··· PASSAGE SHOWN ···

That roar you hear is a hundred #NotAllDistributors emails hurtling towards my inbox. But the fact of the matter is that some distributors have long since morphed from sovereign agents to sinecured middlemen — or the type of oligopolistic heavyweights they were meant to preempt. Those firms’ self-serving behavior has an outsized impact on regulators’ overall perception of the middle tier, and there’s a lot of it to go around. Upstream and well prior to the arrival of the latest moral-panic-inducing FMB, entrenched distributors have run schemes aplenty to enrich themselves at the expense of the rule of law and the beer budget of the American drinking public. It’s not exactly confidence-inspiring stuff!
The preferred graft is “pay-to-play” — wholesalers making payments in-kind or (gasp!) in cash under the table to retailers in exchange for taplines, shelf space, and other preferential treatment over competitors. This payola gambit is an “open secret” in the beverage-alcohol industry the way Kim Kardashian’s sex tape is an “open secret” in her career — widely available, slightly salacious, and more of a feature than a bug. Retailers, comfortably beyond the purview of the U.S. Alcohol and Tobacco Tax and Trade Bureau (TTB) and mostly unbothered by understaffed state enforcement bodies, are typically the recipients of this largesse. Sometimes they solicit it, sometimes they demand it, sometimes they’re just glad to accept it, all of which makes them bad in ways that exceed the scope of this column. So for now, let’s just focus on the beer distributors doing the paying. A very brief sample of very recent history:
In 2021, Iowa and the TTB fined a beer distributor, Iowa Beverage Systems, $15,750 and $325,000, respectively, for paying off retailers to serve their brands at the state fair.
In 2018, the U.S. Alcohol and Tobacco Tax and Trade Bureau (TTB) fined a Miami beer distributor doing business as Eagle Brands $1.5 million for paying off retailers to carry its Anheuser-Busch InBev portfolio products, hiding those payoffs as bills for “banquet events” and other false line items, and providing refrigerators and draft systems in exchange for de facto exclusivity.
In 2017, California fined Straub Distributing Company, an ABI wholesaler in the San Diego area, $10,000 for buying refrigerators, TVs, and draft systems for area bars and restaurants. ABI was fined $400,000 as part of the same action.
In 2016, Massachusetts and the TTB fined a subsidiary of Sheehan Family Companies, one of the country’s largest beer distributors, $2.6 million and $750,000, respectively, for paying off five Boston-area bars to stock brands from its portfolio rather than those of competitors.
I realize this sounds like a lot of money in fines, but I assure you, it isn’t, not to companies that do billions in revenue each year. And remember, these are just some of the infractions that regulators have caught lately. There’s never just one cockroach. According to a 2020 TTB report, of the 39 cases the agency resolved over the previous two years, a majority involved distributors. Its February 2022 report on competitiveness in the U.S. beverage-alcohol industry dedicated sections to both pay-to-play schemes and the controversial practice of “category management,” another popular avenue for kickbacks. The agency also flagged concerns over consolidation in the middle tier, as big wholesalers like Southern Glazer’s and Reyes Beer Division (the country’s seventh-largest privately held company) buy up smaller, independent operations and use the added market power to undercut the rest.

···

- [OBJECTIVE 1]
List every line of the records that contains the string "golden", matching case exactly.
The column on beer distributors and the records are unrelated material.

··· PROVIDED ENTRIES ···

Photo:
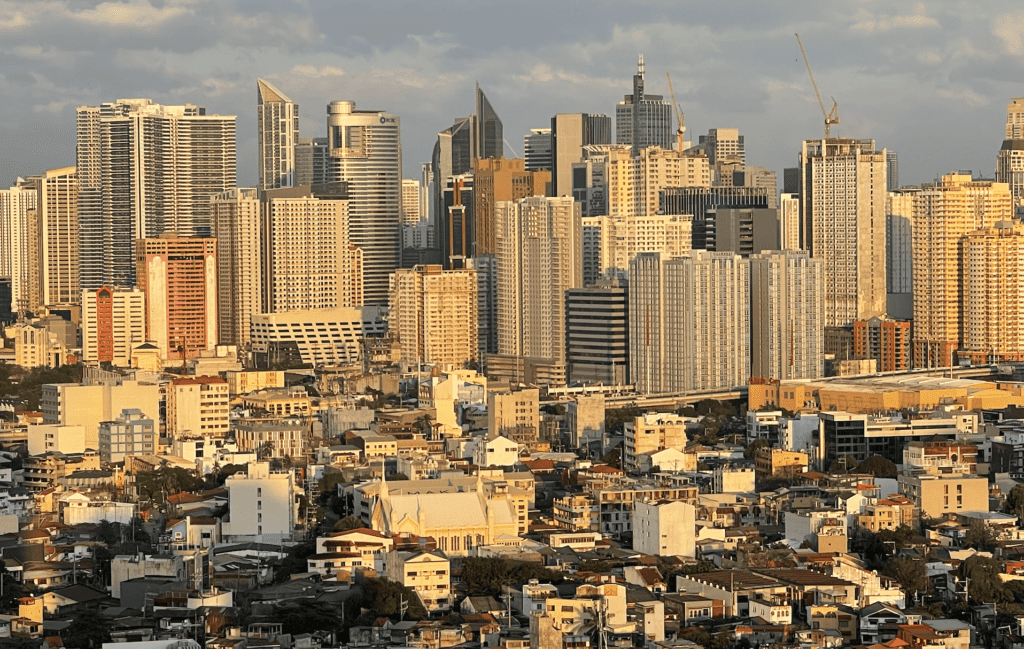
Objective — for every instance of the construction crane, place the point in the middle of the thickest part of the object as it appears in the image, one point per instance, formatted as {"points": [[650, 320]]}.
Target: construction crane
{"points": [[679, 116], [830, 117]]}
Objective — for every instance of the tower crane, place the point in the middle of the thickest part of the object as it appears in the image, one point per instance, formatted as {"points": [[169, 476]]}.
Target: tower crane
{"points": [[832, 117], [681, 128]]}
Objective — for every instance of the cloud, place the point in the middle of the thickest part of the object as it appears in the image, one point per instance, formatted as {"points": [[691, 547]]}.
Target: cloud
{"points": [[869, 24]]}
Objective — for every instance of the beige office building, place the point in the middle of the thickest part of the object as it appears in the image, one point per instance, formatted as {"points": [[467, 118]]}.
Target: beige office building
{"points": [[240, 278], [434, 315], [843, 195], [58, 236], [787, 315], [540, 251], [308, 259], [993, 294], [946, 212]]}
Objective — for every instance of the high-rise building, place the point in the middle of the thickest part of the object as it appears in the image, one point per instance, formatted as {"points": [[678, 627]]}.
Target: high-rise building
{"points": [[644, 120], [724, 144], [597, 334], [489, 137], [237, 225], [145, 169], [19, 244], [113, 325], [433, 315], [309, 261], [945, 213], [993, 294], [179, 279], [787, 315], [540, 250], [537, 149], [411, 214], [495, 180], [366, 154], [58, 239], [689, 321], [844, 208], [278, 133], [892, 171], [569, 133]]}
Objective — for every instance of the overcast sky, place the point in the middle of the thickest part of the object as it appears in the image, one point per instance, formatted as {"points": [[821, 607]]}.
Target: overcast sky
{"points": [[929, 80]]}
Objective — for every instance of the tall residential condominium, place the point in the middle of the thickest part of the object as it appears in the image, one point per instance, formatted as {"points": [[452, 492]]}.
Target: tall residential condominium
{"points": [[113, 325], [237, 224], [495, 180], [844, 208], [19, 243], [58, 238], [644, 120], [537, 149], [787, 315], [597, 333], [366, 155], [309, 261], [723, 144], [433, 315], [540, 251], [278, 133], [145, 169], [689, 321], [411, 214], [569, 133], [945, 213], [993, 294], [179, 279]]}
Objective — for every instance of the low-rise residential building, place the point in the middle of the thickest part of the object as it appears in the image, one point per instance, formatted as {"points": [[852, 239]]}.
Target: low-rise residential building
{"points": [[427, 573]]}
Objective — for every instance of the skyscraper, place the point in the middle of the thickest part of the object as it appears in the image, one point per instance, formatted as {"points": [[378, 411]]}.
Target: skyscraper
{"points": [[844, 208], [433, 315], [309, 261], [240, 275], [569, 133], [278, 133], [643, 120], [945, 213], [179, 279], [540, 250], [689, 321], [145, 169], [366, 154], [787, 315], [58, 239]]}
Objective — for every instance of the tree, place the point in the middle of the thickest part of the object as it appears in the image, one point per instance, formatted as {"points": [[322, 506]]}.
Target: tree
{"points": [[879, 467], [347, 523], [910, 573]]}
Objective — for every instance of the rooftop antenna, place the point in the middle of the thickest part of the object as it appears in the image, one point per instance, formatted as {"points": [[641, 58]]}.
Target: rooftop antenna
{"points": [[830, 117]]}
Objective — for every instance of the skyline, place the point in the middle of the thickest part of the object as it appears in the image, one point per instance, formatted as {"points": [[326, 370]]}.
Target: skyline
{"points": [[900, 73]]}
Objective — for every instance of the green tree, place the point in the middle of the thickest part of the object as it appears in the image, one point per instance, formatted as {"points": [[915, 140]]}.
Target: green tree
{"points": [[879, 467]]}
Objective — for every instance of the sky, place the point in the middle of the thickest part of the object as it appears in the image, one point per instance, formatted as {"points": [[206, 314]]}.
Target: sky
{"points": [[929, 80]]}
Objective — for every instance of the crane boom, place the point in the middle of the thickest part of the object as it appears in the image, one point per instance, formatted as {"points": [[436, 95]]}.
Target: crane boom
{"points": [[829, 116], [681, 128]]}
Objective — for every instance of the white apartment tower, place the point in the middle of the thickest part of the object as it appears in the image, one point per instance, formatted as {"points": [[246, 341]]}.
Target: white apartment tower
{"points": [[644, 120], [143, 170], [58, 238], [787, 315], [240, 277], [433, 313], [278, 133], [843, 197], [366, 154], [689, 321], [308, 259], [540, 256]]}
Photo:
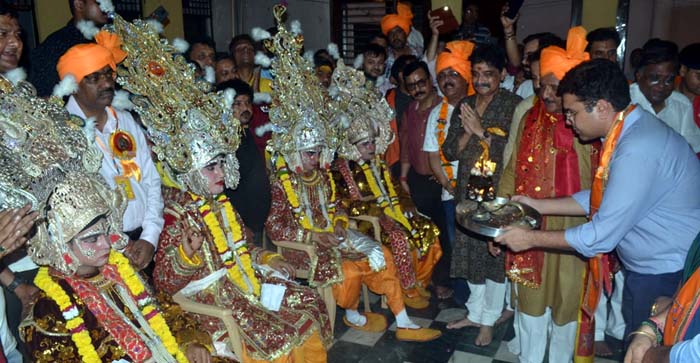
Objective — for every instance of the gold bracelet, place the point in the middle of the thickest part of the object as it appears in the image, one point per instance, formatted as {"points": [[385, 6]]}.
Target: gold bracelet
{"points": [[646, 334]]}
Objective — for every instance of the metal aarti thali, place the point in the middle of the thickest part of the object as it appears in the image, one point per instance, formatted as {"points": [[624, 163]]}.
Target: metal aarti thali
{"points": [[493, 216]]}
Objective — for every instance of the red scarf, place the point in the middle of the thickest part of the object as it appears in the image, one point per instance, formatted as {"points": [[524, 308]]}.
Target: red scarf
{"points": [[546, 167], [123, 334]]}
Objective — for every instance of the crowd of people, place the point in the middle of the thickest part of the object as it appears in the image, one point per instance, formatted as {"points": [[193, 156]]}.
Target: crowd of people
{"points": [[138, 172]]}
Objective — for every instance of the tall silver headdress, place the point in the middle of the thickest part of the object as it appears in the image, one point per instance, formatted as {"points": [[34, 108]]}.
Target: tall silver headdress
{"points": [[188, 125], [48, 158], [302, 114], [367, 112]]}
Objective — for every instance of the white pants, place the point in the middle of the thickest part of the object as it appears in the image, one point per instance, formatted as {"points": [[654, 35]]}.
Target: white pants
{"points": [[611, 322], [535, 331], [485, 302]]}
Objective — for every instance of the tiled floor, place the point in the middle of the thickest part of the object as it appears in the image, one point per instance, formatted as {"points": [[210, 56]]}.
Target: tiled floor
{"points": [[453, 346]]}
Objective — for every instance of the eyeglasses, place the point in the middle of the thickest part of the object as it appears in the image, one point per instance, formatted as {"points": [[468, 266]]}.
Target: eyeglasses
{"points": [[96, 77], [421, 83], [447, 74]]}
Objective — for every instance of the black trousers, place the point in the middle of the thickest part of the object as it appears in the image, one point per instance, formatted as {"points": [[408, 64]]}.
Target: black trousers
{"points": [[426, 193]]}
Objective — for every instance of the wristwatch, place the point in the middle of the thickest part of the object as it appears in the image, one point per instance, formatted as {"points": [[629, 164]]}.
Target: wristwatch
{"points": [[16, 282]]}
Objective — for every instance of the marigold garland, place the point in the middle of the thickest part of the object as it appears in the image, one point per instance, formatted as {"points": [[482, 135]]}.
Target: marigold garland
{"points": [[391, 207], [239, 263], [293, 199], [442, 123], [76, 325], [74, 322]]}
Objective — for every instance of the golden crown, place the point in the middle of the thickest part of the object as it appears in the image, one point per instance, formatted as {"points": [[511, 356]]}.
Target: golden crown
{"points": [[302, 113], [40, 142]]}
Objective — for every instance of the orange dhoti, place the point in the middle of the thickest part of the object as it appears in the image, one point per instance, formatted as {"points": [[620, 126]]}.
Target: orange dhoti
{"points": [[357, 272], [426, 264], [311, 351]]}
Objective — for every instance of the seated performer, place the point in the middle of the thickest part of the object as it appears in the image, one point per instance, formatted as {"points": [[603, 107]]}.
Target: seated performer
{"points": [[93, 306], [304, 199], [367, 188], [203, 251]]}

···

- [OBJECTIVE 2]
Reproduce word for word the part of the column on beer distributors starting at "That roar you" and ending at "exactly confidence-inspiring stuff!".

- [FINAL ANSWER 1]
Objective — for every instance of the golden crown, place the point in the middle of the thickest part of the object as it appears in the image, one point per instance, formatted as {"points": [[511, 356]]}.
Target: golden crown

- [FINAL ANSWER 2]
That roar you hear is a hundred #NotAllDistributors emails hurtling towards my inbox. But the fact of the matter is that some distributors have long since morphed from sovereign agents to sinecured middlemen — or the type of oligopolistic heavyweights they were meant to preempt. Those firms’ self-serving behavior has an outsized impact on regulators’ overall perception of the middle tier, and there’s a lot of it to go around. Upstream and well prior to the arrival of the latest moral-panic-inducing FMB, entrenched distributors have run schemes aplenty to enrich themselves at the expense of the rule of law and the beer budget of the American drinking public. It’s not exactly confidence-inspiring stuff!